-- Data records follows --
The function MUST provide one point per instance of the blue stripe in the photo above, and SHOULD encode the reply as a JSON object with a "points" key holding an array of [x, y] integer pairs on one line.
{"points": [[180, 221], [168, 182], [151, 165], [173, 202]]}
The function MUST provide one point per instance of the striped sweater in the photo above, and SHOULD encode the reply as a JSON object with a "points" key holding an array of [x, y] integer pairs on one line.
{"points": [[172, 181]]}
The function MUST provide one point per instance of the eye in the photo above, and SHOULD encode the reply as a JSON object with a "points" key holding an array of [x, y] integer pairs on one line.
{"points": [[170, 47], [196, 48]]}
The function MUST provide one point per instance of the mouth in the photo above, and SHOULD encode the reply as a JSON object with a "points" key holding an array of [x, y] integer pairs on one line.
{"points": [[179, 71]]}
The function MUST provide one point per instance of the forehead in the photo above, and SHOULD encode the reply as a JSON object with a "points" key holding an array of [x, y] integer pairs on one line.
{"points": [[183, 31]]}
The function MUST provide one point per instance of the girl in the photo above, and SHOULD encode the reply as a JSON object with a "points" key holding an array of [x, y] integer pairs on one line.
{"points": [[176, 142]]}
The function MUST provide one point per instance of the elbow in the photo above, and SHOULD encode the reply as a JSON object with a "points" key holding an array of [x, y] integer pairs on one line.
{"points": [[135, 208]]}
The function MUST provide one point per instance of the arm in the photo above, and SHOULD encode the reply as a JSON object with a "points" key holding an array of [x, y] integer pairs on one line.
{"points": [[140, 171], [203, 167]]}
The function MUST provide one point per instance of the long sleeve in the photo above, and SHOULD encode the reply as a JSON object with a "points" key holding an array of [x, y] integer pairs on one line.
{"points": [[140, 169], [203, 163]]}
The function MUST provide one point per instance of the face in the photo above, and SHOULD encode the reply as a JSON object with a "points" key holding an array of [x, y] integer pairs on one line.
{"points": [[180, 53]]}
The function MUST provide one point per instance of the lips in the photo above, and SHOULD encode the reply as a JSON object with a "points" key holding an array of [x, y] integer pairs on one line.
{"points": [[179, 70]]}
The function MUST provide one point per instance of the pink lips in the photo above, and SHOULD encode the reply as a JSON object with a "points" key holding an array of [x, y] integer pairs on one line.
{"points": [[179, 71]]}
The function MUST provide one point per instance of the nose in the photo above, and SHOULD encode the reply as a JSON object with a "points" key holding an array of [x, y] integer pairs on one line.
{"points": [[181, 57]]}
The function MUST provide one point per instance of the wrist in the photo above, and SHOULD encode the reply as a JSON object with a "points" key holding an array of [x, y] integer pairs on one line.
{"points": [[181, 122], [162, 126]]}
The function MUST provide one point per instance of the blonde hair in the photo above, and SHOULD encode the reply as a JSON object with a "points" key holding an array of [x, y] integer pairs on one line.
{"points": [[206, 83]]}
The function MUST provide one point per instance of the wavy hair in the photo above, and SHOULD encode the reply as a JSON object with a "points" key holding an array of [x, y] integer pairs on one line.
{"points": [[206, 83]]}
-- Data records concluded --
Requirement.
Reply with an exact copy of the lines running from the one containing "The function MUST provide one point per instance of the blonde" through the end of the entries above, both ends included.

Exercise output.
The function MUST provide one point per instance of the blonde hair in the photo above, and SHOULD encode the reply as a JSON object with a "points" key holding an array of [x, y] integer pairs on one line.
{"points": [[206, 83]]}
The function MUST provide one point per instance of the wavy hair in the photo above, and SHOULD encode the reply as a JSON object with a "points" key holding an array of [x, y] integer pairs on one line.
{"points": [[206, 83]]}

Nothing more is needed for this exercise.